↓↓↓
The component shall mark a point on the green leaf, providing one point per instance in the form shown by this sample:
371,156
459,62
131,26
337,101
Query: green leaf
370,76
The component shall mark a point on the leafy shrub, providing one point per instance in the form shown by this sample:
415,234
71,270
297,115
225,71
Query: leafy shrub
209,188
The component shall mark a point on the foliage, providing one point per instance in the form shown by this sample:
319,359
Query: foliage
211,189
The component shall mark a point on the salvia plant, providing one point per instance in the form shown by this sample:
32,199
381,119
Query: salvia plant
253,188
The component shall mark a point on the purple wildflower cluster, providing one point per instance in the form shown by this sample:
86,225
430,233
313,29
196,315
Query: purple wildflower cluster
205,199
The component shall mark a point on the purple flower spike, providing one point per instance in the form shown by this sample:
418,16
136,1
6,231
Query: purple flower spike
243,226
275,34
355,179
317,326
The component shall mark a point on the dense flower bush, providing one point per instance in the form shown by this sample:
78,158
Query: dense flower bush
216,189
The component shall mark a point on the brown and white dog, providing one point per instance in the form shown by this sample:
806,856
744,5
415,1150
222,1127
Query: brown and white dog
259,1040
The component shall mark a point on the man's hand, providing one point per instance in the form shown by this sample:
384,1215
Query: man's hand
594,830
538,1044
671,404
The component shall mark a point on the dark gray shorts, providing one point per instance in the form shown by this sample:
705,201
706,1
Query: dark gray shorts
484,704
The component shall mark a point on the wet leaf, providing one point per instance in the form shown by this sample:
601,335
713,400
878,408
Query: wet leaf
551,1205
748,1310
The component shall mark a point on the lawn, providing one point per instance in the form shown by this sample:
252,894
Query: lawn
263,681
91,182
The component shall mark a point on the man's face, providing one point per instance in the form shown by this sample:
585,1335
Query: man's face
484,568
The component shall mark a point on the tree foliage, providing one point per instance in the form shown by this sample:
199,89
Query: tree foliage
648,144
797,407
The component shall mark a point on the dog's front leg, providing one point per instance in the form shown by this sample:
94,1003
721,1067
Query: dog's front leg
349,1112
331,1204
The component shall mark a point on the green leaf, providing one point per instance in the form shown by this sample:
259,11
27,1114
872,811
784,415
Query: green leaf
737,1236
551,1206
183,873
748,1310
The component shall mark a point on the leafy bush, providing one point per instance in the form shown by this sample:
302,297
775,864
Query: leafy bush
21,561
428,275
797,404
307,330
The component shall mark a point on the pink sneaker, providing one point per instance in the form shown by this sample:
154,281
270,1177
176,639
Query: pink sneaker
↑↑↑
**Directions**.
What is wanted is the number of lines holding "sneaker" in the entries. Nothing else should be given.

**Finished exercise**.
2